> _What is required_: Transcribe each record word for word. Skip the images.

━━━━━━━━━━━━━━━━

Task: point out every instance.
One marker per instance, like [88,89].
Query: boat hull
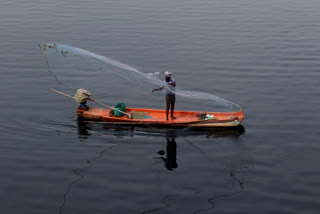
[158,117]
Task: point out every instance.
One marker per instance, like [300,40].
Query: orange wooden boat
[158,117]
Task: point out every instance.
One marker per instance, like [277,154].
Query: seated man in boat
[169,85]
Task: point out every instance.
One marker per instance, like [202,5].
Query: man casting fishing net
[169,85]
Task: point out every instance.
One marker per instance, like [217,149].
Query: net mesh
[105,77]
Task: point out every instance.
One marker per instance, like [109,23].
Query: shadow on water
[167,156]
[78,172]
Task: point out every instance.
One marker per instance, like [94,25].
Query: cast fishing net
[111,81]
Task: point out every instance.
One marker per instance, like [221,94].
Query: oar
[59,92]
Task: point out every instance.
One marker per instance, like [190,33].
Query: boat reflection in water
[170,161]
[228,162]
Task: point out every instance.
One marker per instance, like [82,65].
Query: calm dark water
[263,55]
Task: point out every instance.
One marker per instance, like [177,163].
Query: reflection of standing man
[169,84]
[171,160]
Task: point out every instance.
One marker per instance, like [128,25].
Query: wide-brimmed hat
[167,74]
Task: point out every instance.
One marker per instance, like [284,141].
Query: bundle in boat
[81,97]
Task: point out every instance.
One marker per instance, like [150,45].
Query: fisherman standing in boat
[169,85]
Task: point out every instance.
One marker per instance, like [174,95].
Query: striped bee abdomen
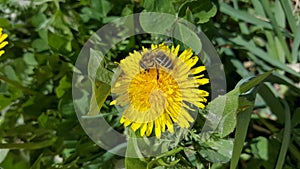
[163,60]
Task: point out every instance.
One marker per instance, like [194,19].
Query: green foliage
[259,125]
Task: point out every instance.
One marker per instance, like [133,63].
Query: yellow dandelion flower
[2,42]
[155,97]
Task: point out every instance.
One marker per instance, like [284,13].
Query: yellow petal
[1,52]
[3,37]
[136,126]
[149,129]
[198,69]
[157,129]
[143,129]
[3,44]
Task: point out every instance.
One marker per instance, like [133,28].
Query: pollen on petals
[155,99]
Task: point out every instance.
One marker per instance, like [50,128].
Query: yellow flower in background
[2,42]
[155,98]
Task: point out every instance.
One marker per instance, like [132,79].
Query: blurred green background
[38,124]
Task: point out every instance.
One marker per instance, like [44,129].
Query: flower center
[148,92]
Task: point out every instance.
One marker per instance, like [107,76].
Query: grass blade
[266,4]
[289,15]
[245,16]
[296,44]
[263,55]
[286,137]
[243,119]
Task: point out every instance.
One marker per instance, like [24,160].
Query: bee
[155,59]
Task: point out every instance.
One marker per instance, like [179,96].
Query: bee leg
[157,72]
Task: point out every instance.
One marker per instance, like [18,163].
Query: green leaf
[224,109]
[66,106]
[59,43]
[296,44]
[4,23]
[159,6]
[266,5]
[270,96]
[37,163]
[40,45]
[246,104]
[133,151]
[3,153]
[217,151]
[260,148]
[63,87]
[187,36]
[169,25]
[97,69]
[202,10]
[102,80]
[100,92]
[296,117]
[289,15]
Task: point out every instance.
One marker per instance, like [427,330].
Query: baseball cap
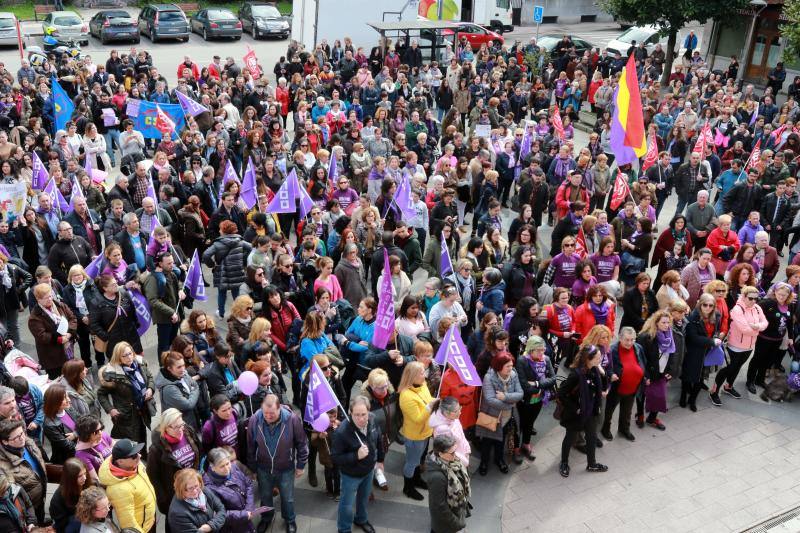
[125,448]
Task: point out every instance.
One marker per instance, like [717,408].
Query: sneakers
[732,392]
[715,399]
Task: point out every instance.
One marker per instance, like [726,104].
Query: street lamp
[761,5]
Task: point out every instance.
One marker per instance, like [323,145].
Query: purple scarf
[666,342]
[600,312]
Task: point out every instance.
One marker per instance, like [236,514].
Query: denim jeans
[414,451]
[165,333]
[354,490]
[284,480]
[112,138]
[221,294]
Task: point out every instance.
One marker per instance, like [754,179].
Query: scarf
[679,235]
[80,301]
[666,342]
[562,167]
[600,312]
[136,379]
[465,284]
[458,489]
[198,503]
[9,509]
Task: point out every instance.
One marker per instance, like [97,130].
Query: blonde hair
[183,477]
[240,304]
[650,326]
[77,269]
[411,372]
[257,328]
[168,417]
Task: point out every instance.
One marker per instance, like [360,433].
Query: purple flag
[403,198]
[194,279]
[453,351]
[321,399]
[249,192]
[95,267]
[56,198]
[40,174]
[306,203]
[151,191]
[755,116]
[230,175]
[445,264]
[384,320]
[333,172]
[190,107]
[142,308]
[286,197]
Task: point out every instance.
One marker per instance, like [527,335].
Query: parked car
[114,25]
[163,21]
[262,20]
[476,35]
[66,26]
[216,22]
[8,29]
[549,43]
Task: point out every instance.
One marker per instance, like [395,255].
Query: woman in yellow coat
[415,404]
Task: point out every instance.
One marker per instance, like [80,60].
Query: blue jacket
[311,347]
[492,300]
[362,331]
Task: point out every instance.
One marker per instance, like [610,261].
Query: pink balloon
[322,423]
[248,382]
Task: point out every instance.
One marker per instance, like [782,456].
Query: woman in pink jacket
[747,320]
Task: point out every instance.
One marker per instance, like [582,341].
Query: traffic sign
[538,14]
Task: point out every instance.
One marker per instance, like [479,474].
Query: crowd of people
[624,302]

━━━━━━━━━━━━━━━━

> _Task answer_:
Task: point out every instance.
One marker per instance, like [88,89].
Query: boat hull
[158,117]
Task: point out every instance.
One marker per instance, like [300,40].
Query: orange wooden boat
[158,117]
Task: point out every instance.
One marker per instance, like [277,154].
Query: seated man in boat
[169,85]
Task: point out every instance.
One marker per instance, like [202,5].
Query: man casting fishing net
[169,85]
Task: point out every instance.
One marker per instance, like [217,149].
Query: net mesh
[105,77]
Task: point out every instance.
One marker per instance, like [109,23].
Query: shadow on water
[167,156]
[78,172]
Task: point out every instance.
One marker per instance, like [94,25].
Query: cast fishing net
[111,81]
Task: point out every instance.
One marker per instance, like [221,94].
Query: oar
[59,92]
Task: point out every instance.
One marker per instance, like [190,33].
Query: boat reflection in water
[170,161]
[228,162]
Task: point out every instance.
One marker per instance, like [82,65].
Query: calm dark water
[263,55]
Task: point out every instance.
One marker per instance, like [177,163].
Query: reflection of standing man
[169,84]
[171,160]
Task: point out every instance.
One marker per instance, like [128,25].
Query: wide-brimmed hat
[167,74]
Task: point out every instance.
One marker per instance, like [284,141].
Query: bundle in boat
[81,97]
Task: point out every instance.
One marker per instance, like [150,45].
Query: fisherman standing in boat
[169,85]
Task: point out every instance.
One marker per instance, like [174,95].
Query: striped bee abdomen
[163,60]
Task: point out every instance.
One marker per instance, like [194,19].
Query: green foliage
[259,125]
Task: point out every instance.
One marker per instance, like [133,63].
Query: yellow dandelion flower
[2,42]
[155,97]
Task: point out every instance.
One marker per instance, like [284,13].
Query: yellow petal
[1,52]
[3,37]
[136,126]
[149,129]
[198,69]
[157,129]
[143,129]
[3,44]
Task: point out every instance.
One marker per instance, like [133,28].
Query: pollen on petals
[155,99]
Task: point out every instance.
One marker per instance, like [50,128].
Query: yellow flower in background
[2,42]
[155,98]
Task: point out every instance.
One marker per instance, like [132,79].
Query: blurred green background
[38,124]
Task: point out every instance.
One marker per instance, like [44,129].
Query: flower center
[148,92]
Task: point out every instance.
One marker per instance, like [107,76].
Query: grass blade
[266,4]
[289,15]
[245,16]
[296,44]
[263,55]
[286,137]
[243,119]
Task: point out every instance.
One marker per instance, like [24,160].
Query: bee
[155,59]
Task: point out every instance.
One marker per instance, like [179,96].
Query: bee leg
[157,72]
Task: point out every instance.
One marker per instance, like [18,163].
Query: green leaf
[224,109]
[66,106]
[59,43]
[296,44]
[4,23]
[159,6]
[266,5]
[270,96]
[37,163]
[40,45]
[246,104]
[133,151]
[3,153]
[217,151]
[260,148]
[63,87]
[187,36]
[169,25]
[97,69]
[202,10]
[102,80]
[100,92]
[296,117]
[289,15]
Task: point out every instance.
One marker per instance, like [427,330].
Query: baseball cap
[125,448]
Task: point out every instance.
One marker per instance, like [717,408].
Query: sneakers
[732,392]
[715,399]
Task: point out every instance.
One marker per instance, like [726,104].
Query: street lamp
[761,5]
Task: point out every instance.
One marker per instance, like [323,145].
Query: purple scarf
[666,342]
[600,312]
Task: point out every instance.
One marker per instance, like [236,514].
Query: denim jeans
[414,451]
[165,333]
[354,490]
[284,480]
[112,138]
[221,294]
Task: point out every instance.
One marker per instance, like [754,179].
Query: scarf
[679,235]
[80,301]
[666,342]
[562,167]
[600,312]
[136,379]
[465,284]
[458,489]
[198,503]
[9,509]
Task: point out every instance.
One marker per instance, like [97,130].
Query: blonde hair
[183,477]
[240,304]
[650,326]
[77,269]
[411,372]
[257,328]
[168,417]
Task: point out every instance.
One marker per instance, like [360,433].
Query: purple flag
[403,198]
[194,279]
[453,351]
[321,399]
[249,192]
[95,267]
[56,198]
[40,174]
[306,203]
[151,191]
[755,116]
[230,175]
[445,264]
[384,320]
[333,172]
[190,107]
[142,308]
[286,197]
Task: point out every instance.
One marker per instance, like [527,335].
Query: parked car
[114,25]
[163,21]
[262,20]
[476,35]
[66,26]
[216,22]
[8,29]
[549,43]
Task: point out every instance.
One marker per instance, like [395,255].
Query: woman in yellow coat
[415,404]
Task: point out every instance.
One marker per instance, like [80,60].
Query: blue jacket
[311,347]
[492,300]
[362,331]
Task: point out every instance.
One marker per instance, like [610,261].
Query: pink balloon
[322,423]
[248,382]
Task: point out every instance.
One marker per instance, like [782,456].
Query: woman in pink jacket
[747,320]
Task: point out every instance.
One marker per instance, like [582,341].
Query: traffic sign
[538,14]
Task: point out every instance.
One marker per instance, like [479,474].
Query: crowd of people
[624,302]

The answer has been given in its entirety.